Start PROVIDED MATERIAL
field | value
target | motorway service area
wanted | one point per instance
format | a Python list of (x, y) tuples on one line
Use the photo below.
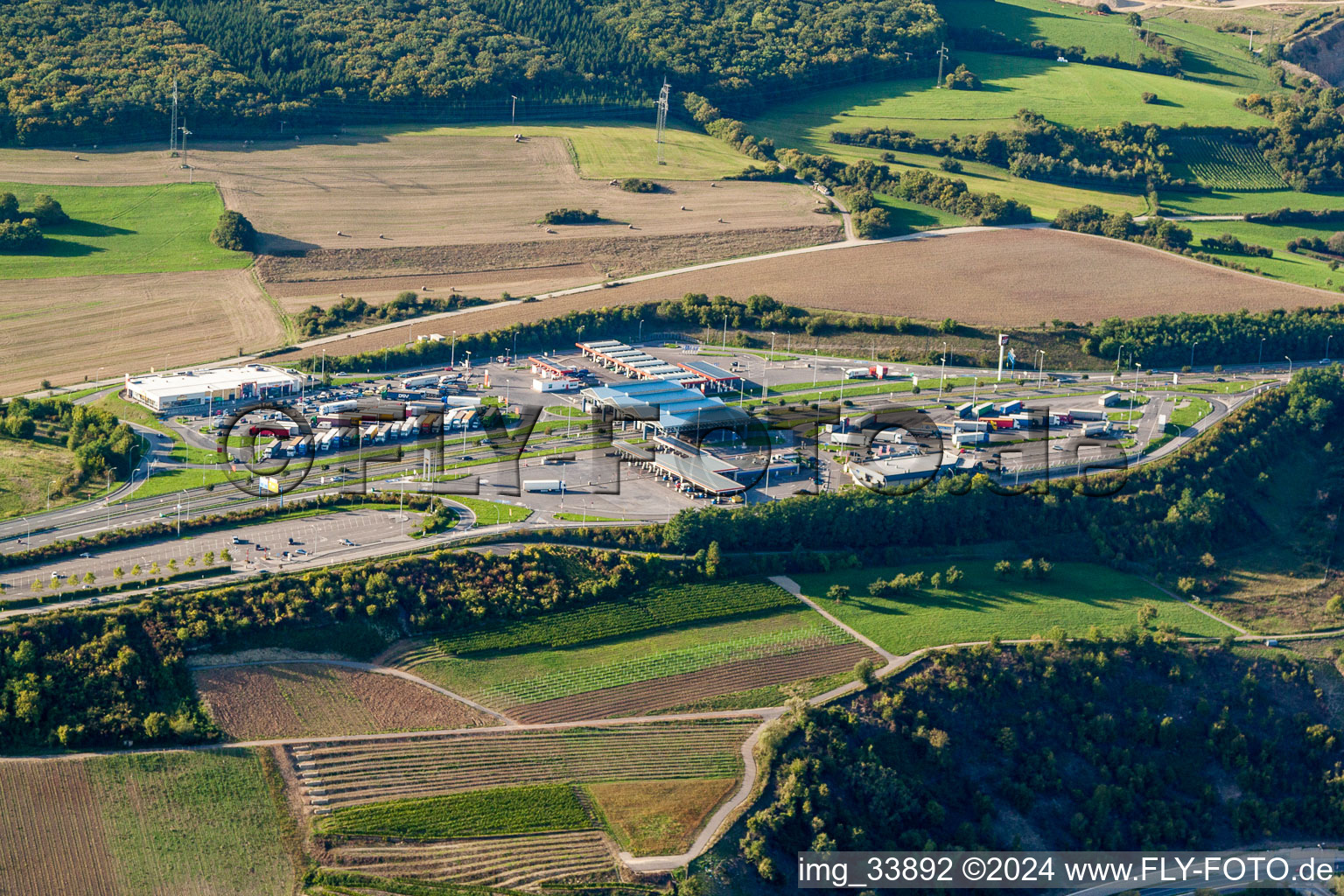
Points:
[(601, 433)]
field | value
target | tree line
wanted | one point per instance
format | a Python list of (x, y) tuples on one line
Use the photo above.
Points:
[(107, 67), (1097, 745)]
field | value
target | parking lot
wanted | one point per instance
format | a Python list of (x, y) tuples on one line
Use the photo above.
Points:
[(261, 547)]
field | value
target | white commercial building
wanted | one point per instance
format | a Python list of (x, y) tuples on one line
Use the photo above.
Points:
[(187, 388)]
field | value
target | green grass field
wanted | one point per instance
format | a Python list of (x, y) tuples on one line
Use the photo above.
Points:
[(1070, 94), (622, 148), (1213, 57), (1063, 24), (479, 813), (1075, 595), (178, 820), (529, 675), (125, 230), (1292, 268), (1216, 57), (27, 473), (1228, 202)]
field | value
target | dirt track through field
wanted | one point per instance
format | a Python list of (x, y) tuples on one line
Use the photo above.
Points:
[(67, 328), (293, 700), (995, 277), (674, 690)]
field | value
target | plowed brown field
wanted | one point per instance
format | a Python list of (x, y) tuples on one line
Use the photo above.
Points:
[(1000, 277), (301, 700), (674, 690), (370, 771), (491, 861), (52, 835), (420, 190), (66, 328)]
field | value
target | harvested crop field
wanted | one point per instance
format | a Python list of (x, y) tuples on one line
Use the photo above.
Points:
[(546, 262), (172, 823), (428, 188), (674, 690), (310, 700), (127, 323), (659, 817), (368, 771), (491, 861), (999, 277), (50, 810)]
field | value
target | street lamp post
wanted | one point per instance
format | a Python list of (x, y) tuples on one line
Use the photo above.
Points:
[(942, 374)]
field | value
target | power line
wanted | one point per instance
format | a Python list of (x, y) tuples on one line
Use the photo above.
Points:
[(172, 132), (663, 117)]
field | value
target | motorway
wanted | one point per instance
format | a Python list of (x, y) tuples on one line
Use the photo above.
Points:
[(597, 485)]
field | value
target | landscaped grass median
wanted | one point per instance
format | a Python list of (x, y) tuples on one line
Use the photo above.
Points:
[(1074, 597)]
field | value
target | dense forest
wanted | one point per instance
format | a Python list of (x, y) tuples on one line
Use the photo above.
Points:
[(1092, 745), (1306, 143), (105, 70)]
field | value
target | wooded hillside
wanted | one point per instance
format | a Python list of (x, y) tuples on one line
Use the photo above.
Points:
[(105, 70)]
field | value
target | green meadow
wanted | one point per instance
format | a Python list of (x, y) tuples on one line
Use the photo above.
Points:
[(1074, 597), (124, 230)]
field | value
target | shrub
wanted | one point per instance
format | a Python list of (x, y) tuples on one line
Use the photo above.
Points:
End PROVIDED MATERIAL
→ **WRITTEN PROBLEM**
Please reproduce the material above from its first line through the line containing "[(67, 328), (293, 700), (995, 277), (674, 690)]", requests included, adding 71 to every x and y coordinate in the points. Omit the pictures from your answer.

→ **OUTPUT OF THE TASK**
field | value
target | motorway service area
wanted | one point per instance
format | a Python list of (x, y) tuples on one line
Use the photo below.
Points:
[(672, 504)]
field | value
target | tree line
wanted | one point per instance
format | a Python list of (x, y) tuples on one line
Use the photo above.
Points:
[(178, 138), (1168, 816)]
field | value
target | parking lot
wanted | one point per instance
format | a Python list of (x, y) tuples on one line
Use the photo above.
Points:
[(332, 618)]
field | value
target | white commercial building
wanted | one point per instance
format | a Python list of (x, y) tuples on one line
Use the photo above.
Points:
[(258, 459)]
field | value
target | green grass field
wanted | one point per instance
format | a Python list of (x, y) tuples on one line
Use the photo above.
Points:
[(1141, 165), (693, 219), (1284, 128), (1134, 95), (550, 884), (1146, 666), (249, 891), (600, 746), (196, 301), (1363, 339), (1287, 128), (98, 544), (1299, 273)]
field | value
target | dirt track through field
wanted | one point per instance
format | a Python list of (x, y) tuples on one line
Use the photo above.
Points:
[(138, 399), (364, 771), (1066, 348), (745, 761)]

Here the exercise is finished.